* _To do_: Copy every one of the entries below line for line, leaving each line unchanged.

A block of data:
▼
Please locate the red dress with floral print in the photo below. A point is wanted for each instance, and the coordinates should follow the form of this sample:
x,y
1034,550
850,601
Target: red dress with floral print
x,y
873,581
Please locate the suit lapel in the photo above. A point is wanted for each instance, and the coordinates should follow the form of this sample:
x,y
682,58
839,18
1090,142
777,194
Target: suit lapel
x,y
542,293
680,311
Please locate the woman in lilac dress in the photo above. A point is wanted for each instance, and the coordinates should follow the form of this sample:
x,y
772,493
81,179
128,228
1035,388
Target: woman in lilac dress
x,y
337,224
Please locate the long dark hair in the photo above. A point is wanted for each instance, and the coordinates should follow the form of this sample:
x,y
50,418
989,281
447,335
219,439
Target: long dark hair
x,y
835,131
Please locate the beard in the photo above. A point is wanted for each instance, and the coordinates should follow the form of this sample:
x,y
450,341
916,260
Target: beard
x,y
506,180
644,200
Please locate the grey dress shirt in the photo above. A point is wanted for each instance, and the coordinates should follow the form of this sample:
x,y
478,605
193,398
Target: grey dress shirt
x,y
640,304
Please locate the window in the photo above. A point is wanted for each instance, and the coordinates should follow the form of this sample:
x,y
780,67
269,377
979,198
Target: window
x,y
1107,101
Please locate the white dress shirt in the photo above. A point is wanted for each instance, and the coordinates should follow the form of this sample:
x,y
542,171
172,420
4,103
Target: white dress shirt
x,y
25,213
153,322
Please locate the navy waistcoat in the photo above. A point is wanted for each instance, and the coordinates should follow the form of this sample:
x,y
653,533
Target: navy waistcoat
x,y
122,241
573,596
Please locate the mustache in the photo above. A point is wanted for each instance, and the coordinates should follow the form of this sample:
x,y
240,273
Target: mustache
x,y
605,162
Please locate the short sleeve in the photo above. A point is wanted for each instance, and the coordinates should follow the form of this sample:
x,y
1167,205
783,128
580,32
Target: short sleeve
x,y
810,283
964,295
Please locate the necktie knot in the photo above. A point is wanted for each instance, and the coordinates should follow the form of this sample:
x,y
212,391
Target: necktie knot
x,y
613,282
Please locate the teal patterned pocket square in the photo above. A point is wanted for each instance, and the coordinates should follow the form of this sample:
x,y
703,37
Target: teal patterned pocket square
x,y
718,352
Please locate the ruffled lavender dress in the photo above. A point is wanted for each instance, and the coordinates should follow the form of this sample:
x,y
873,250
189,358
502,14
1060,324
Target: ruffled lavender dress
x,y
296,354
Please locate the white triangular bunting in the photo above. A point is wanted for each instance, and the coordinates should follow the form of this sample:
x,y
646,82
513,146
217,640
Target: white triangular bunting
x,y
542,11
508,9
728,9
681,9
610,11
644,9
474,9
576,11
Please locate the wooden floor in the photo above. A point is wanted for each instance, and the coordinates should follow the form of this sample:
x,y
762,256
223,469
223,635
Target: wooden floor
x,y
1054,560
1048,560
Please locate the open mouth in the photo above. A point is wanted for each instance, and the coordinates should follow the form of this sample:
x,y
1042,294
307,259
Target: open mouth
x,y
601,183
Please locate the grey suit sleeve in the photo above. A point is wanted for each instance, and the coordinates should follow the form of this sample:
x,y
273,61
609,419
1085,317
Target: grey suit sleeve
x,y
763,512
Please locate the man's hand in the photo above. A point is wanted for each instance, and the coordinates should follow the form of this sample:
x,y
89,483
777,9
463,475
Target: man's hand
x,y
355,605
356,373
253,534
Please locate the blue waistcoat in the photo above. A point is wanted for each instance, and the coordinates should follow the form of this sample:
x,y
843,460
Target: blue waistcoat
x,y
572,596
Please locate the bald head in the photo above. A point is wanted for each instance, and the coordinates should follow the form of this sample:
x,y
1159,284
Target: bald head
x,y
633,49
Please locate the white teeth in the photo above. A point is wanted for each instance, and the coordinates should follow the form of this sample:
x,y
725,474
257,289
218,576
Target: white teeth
▲
* _Solution_:
Please locate the red dress with floral print in the photo below. A point is wanted for each instance, and the coordinates should follow the form of this sample:
x,y
1034,550
850,601
Target: red dress with floral print
x,y
873,581
Please locate the suit lapel in the photo above. A point is wanted for each instance, and the coordinates should follow the form of this sample:
x,y
682,58
839,18
1090,142
777,194
Target: suit lapel
x,y
542,293
680,311
Please locate the woman in lilac dress in the photo above. A point is wanted for each instance, and the coordinates should follow the form of this sample:
x,y
772,493
81,179
128,228
1035,388
Target: woman in lilac dress
x,y
337,224
Please locate the long dark hair in the photo above. A point is wanted for each instance, and the coordinates should follow the form of this sample:
x,y
50,418
989,281
447,335
219,439
Target: long dark hair
x,y
835,131
Please locate the beard in the photo above. A point is wanted for each instance, and the coordinates should follow the form of this sample:
x,y
450,341
916,260
Target: beard
x,y
506,180
644,200
Please locate the grey dress shirt in the photo above. A point is wanted for each instance, and the coordinates should follow the form of this sample:
x,y
478,605
193,398
Target: grey dress shirt
x,y
640,304
Please locate the window in the photo above. A point is wanted for each instance, and the coordinates should follow the form of this sample:
x,y
780,67
269,377
979,198
Target: window
x,y
1107,101
Please locate the white dress shirt in the photo above. A point is wanted for each instance, and the coordinates should follow the form of this sample:
x,y
542,171
172,420
4,103
Target: white dress shirt
x,y
25,213
153,322
Please locate the navy waistcoat in the photo above. A point is wanted for each instance, and the coordinates should follow the form of this sample:
x,y
653,533
Target: navy waistcoat
x,y
122,241
573,596
Please locate the mustache in the photo above. A point is wanted for each instance, and the coordinates should follow the form of this sample:
x,y
240,273
Target: mustache
x,y
605,162
Please locate the short sleeve in the photo above. A point is wanted for each instance, and the coordinates should follow the form of this sample:
x,y
1167,205
783,128
580,32
Target: short sleeve
x,y
810,283
964,295
Please locate the necktie knot in the photo above. A point is wanted for each instance, and the coordinates should follow the form of this sample:
x,y
212,391
Target: necktie knot
x,y
613,282
Please locate the teal patterned pocket square in the photo above. A point is wanted for each instance, and the coordinates should follow the form of this sample:
x,y
703,37
Target: teal patterned pocket square
x,y
718,352
Please locate the ruffled lavender dress in the photo above. A point is wanted for each instance, and the coordinates should follow the form of this sample:
x,y
873,250
189,358
502,14
1060,324
Target: ruffled lavender dress
x,y
296,354
Please locate the white triangular bunting in the photo above. A point is wanted for each instance, and the coordinates should follow the form of this sample:
x,y
646,82
513,146
217,640
Target: white triangular bunting
x,y
542,11
508,9
728,9
681,9
610,11
644,9
474,9
576,11
Please locate the wooden floor in the photo above. A point is wanted for each instance, and the coordinates should follow the form of this sample:
x,y
762,256
223,469
223,635
Target: wooden floor
x,y
1054,560
1048,560
Please locate the open mouth in the photo above. A point is wanted for each instance, and the coordinates should follow the form of this sample:
x,y
1042,294
307,259
Target: open mouth
x,y
601,183
Please locate the grey suit sleeve in the photo above. A point is wanted for each instance, and the coordinates should follow the form of this sample:
x,y
273,61
609,419
1085,317
Target: grey suit sleeve
x,y
763,512
Please locate the man's hand in the photo above. A point is wanted for each instance, and the coordinates should follow the form of this sample:
x,y
89,483
777,9
463,475
Target: man's hand
x,y
355,605
356,373
253,534
Please locate the blue waistcoat in the photo above. A point is wanted for each instance, and the coordinates should follow the form of this sample:
x,y
843,460
Target: blue waistcoat
x,y
572,596
Please locate the bald head in the photo above. A point is wanted for each instance, and the coordinates should follow the form of this sample:
x,y
1159,284
Target: bald head
x,y
633,49
Please locate the white teeth in the photo above. A point is wanted for each instance, and the coordinates should follow the form of this sample:
x,y
725,474
257,289
218,576
Target: white teeth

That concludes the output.